Listing =>
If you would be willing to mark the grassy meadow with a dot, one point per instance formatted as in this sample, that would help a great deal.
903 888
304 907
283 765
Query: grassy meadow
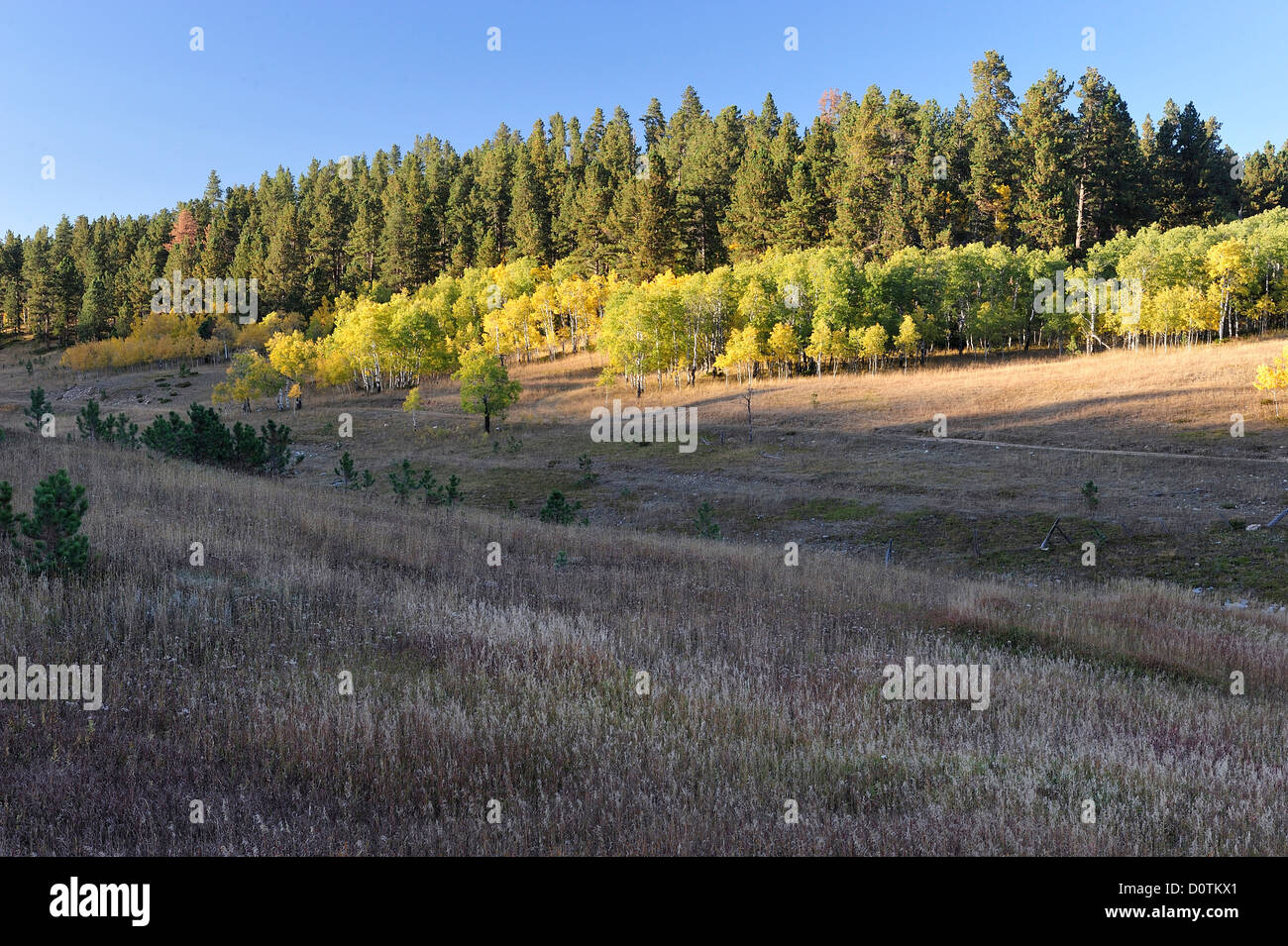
518 683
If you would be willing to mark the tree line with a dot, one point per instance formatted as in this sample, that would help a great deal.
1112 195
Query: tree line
1063 167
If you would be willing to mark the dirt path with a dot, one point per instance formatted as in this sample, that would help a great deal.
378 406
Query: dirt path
1093 450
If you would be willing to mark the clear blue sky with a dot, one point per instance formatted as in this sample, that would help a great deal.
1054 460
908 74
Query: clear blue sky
136 120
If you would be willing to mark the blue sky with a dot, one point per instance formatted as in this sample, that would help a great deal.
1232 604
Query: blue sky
136 120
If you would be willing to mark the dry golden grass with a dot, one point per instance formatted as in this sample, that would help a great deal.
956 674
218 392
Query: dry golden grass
516 683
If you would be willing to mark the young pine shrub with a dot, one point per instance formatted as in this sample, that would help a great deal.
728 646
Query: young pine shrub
53 543
559 510
37 409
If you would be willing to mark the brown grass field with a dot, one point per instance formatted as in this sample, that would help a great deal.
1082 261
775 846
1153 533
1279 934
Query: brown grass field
516 683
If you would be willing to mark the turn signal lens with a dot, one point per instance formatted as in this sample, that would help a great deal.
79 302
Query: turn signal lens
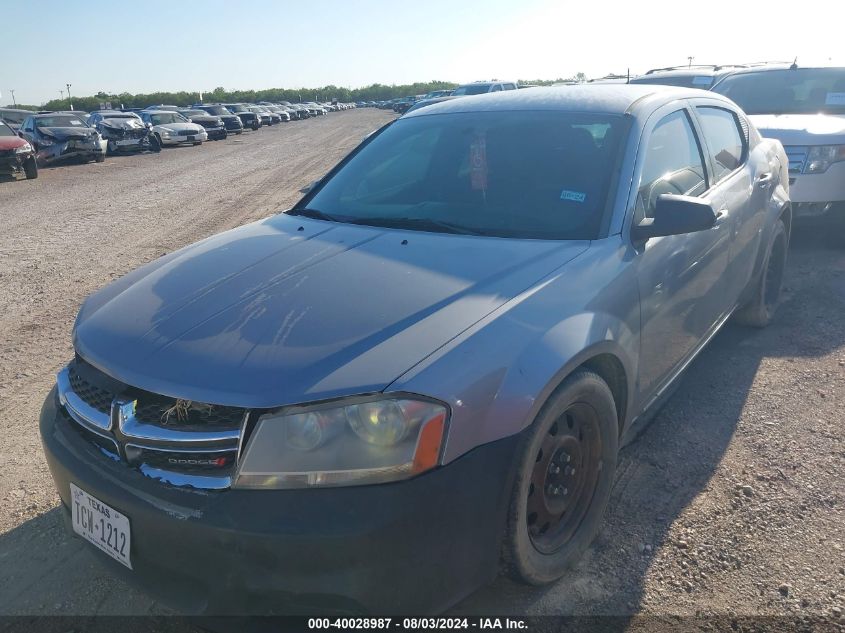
363 442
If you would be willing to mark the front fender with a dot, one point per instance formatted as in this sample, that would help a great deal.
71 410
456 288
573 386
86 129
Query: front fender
497 375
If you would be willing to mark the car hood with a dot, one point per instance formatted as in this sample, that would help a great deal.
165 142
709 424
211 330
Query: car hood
801 129
123 124
180 127
292 310
65 133
11 142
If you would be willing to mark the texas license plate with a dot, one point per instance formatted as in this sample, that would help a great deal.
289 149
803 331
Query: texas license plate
101 525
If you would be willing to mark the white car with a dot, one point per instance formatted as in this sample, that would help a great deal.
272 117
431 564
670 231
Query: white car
803 108
171 128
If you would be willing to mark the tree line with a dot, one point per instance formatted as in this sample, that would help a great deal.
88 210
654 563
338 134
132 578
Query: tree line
373 92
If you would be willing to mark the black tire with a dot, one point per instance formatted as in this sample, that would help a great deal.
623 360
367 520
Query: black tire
565 470
760 310
30 168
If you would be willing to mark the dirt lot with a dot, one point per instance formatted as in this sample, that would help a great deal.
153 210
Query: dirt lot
731 502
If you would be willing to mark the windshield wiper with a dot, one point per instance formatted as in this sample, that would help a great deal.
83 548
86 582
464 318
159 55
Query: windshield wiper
420 224
312 213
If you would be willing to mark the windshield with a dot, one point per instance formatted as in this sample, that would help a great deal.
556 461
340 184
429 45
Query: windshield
798 91
538 175
13 117
163 118
473 89
67 120
685 81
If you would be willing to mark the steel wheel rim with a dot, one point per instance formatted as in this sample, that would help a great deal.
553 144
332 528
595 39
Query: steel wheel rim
564 478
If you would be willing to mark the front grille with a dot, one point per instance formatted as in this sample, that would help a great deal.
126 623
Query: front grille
175 441
94 396
159 411
797 158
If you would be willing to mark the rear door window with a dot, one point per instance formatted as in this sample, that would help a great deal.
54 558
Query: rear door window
724 139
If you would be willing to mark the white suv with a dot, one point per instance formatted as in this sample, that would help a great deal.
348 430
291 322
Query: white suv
804 108
482 87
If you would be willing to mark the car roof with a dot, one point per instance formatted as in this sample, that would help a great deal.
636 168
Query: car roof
598 98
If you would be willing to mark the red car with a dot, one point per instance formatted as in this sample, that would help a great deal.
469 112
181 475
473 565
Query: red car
17 156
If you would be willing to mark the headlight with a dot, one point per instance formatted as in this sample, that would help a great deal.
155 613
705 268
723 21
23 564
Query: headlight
343 444
820 157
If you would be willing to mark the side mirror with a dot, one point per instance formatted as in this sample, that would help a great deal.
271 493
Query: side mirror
307 188
675 215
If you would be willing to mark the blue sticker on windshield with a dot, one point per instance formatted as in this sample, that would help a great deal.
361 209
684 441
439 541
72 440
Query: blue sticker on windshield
575 196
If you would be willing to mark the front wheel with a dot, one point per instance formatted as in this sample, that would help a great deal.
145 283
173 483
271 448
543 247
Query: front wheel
760 310
566 465
30 168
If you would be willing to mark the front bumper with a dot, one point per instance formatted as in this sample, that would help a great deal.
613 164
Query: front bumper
11 164
216 133
66 150
174 139
412 547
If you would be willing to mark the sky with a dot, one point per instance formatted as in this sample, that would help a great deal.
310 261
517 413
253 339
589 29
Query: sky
172 45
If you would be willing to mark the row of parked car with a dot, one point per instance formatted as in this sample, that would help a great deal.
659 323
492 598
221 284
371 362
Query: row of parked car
32 139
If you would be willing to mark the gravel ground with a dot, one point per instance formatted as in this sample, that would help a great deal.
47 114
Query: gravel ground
732 502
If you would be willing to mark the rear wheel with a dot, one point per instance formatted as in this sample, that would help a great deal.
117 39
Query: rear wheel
565 472
760 310
30 168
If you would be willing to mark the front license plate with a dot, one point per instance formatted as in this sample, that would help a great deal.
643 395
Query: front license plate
101 525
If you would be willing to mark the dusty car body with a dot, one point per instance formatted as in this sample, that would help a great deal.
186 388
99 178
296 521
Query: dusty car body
804 108
62 136
171 128
392 375
13 117
232 122
17 156
250 120
123 131
213 125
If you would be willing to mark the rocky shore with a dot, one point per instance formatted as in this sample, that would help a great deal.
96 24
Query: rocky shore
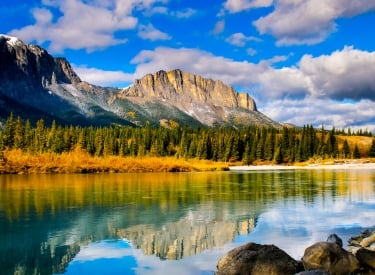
360 164
322 258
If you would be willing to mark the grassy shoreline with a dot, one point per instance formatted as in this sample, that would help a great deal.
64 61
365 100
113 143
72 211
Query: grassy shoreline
78 161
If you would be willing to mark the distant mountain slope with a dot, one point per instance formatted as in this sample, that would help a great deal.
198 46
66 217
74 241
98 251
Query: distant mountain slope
34 84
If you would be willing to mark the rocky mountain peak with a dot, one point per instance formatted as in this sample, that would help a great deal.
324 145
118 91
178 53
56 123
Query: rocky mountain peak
34 83
183 87
32 64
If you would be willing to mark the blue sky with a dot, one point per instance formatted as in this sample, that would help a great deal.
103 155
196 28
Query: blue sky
304 61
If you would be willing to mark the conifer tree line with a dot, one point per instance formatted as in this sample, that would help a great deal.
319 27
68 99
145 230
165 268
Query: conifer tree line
218 144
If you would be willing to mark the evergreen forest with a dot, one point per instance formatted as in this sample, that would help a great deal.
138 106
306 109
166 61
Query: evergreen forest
246 145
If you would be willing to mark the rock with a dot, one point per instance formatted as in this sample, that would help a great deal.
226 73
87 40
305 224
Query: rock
253 259
329 257
333 238
366 257
366 239
313 272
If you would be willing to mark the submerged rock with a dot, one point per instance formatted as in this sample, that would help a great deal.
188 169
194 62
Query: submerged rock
366 257
330 257
333 238
255 259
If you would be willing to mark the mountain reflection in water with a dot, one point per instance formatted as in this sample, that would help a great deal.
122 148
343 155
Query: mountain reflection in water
58 223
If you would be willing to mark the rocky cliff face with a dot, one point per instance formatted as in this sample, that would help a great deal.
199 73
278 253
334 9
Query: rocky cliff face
185 89
181 93
34 84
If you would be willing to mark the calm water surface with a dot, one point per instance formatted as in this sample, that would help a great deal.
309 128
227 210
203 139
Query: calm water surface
178 223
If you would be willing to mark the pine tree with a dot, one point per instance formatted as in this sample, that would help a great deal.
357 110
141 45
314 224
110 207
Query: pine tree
346 149
356 153
371 153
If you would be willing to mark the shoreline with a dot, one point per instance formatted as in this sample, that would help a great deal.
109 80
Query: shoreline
344 166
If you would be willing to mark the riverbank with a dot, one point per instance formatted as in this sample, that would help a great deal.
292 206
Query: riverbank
354 164
78 161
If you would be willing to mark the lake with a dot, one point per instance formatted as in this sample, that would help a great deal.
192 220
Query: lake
181 223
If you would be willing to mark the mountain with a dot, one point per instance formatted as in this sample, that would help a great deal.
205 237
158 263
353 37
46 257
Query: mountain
35 85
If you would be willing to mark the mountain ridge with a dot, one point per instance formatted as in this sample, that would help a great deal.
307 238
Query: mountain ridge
34 79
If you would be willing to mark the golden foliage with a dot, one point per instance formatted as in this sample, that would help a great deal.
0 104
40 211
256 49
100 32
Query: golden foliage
79 161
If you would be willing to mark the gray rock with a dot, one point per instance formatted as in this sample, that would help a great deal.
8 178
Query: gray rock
366 257
329 257
313 272
256 259
333 238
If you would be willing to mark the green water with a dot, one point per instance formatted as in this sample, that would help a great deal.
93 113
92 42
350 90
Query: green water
180 223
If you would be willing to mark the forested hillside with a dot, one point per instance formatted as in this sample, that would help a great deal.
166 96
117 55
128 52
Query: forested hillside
246 145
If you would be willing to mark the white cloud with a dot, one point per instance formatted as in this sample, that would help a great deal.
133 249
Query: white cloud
345 74
240 40
186 13
219 27
234 6
322 111
308 21
101 77
83 25
251 51
149 32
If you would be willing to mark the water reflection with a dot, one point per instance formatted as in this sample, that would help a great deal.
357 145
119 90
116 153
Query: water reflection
49 221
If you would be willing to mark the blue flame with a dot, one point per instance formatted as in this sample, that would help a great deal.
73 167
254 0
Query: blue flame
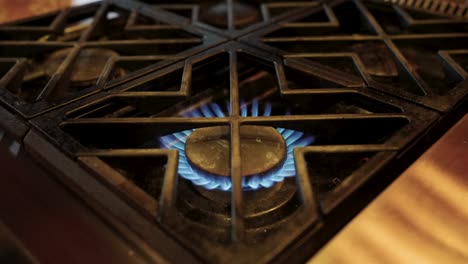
177 141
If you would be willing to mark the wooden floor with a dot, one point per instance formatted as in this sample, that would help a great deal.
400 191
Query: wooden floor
421 218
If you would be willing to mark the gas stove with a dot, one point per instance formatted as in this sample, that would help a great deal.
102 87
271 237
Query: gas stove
232 131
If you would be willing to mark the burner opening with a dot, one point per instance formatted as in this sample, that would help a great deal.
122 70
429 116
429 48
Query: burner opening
265 209
262 149
216 14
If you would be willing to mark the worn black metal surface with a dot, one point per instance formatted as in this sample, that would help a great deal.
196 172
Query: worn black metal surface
41 58
372 93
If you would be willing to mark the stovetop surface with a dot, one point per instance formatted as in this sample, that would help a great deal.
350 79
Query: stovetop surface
245 131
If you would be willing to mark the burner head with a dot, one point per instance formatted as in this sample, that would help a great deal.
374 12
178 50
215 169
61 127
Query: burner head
263 149
87 67
244 14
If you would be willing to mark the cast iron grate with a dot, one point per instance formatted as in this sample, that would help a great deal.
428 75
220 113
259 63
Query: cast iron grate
342 78
357 134
52 59
398 50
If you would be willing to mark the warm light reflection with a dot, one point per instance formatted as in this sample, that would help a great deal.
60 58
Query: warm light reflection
177 141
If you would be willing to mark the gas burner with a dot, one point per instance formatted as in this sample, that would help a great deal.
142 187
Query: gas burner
204 153
86 69
244 14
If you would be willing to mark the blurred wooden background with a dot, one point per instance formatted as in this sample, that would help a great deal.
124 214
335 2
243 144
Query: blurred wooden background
421 218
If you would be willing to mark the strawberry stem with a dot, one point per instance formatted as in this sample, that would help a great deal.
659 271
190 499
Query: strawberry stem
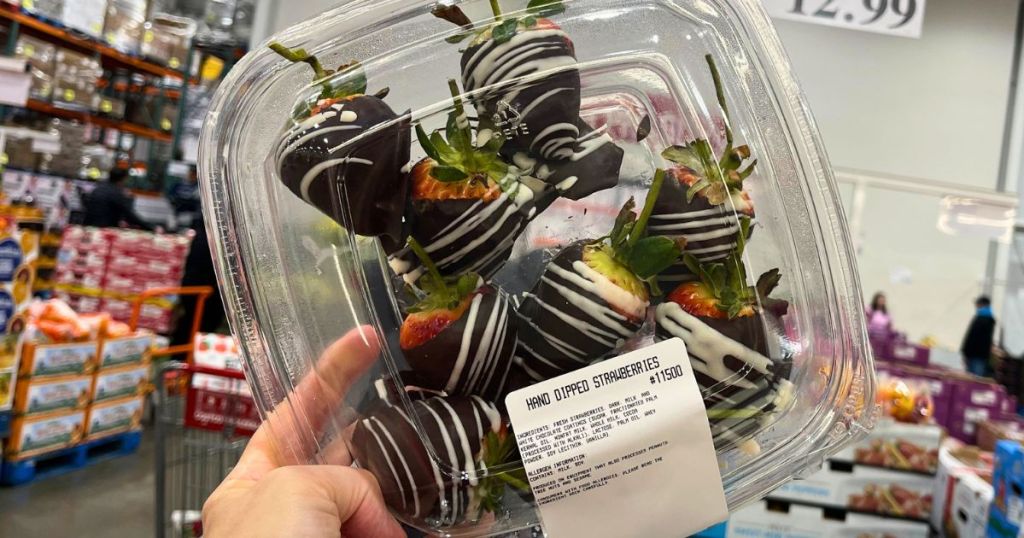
507 478
648 208
427 262
460 109
720 91
300 55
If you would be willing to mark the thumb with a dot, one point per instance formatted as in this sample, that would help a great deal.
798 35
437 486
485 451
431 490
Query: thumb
360 505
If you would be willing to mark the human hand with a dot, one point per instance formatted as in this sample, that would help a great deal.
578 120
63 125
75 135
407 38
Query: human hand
265 495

What the task requires =>
Starting from the line where "If you would be willing to mark the strawberry" appears, copy every line through the end of the material, both ends included, but no pictures.

Result of the task =>
If you would be willing to mark the strawberry stem with a dot, one point per instance formatted as in this sample, that would help a great deal.
659 271
190 499
Query: strawberry stem
507 478
648 208
427 262
460 109
720 91
300 55
If you would be willing to mark the thumb with a dot, one point per instance formatted as in this sample, that would help a great deal.
798 35
437 486
485 451
431 490
Query: thumb
360 505
If you would be willing to mark the human hand with a dot, one point per instance formatted as in this sample, that would help a great deal.
578 120
63 125
75 135
407 38
Query: human hand
265 495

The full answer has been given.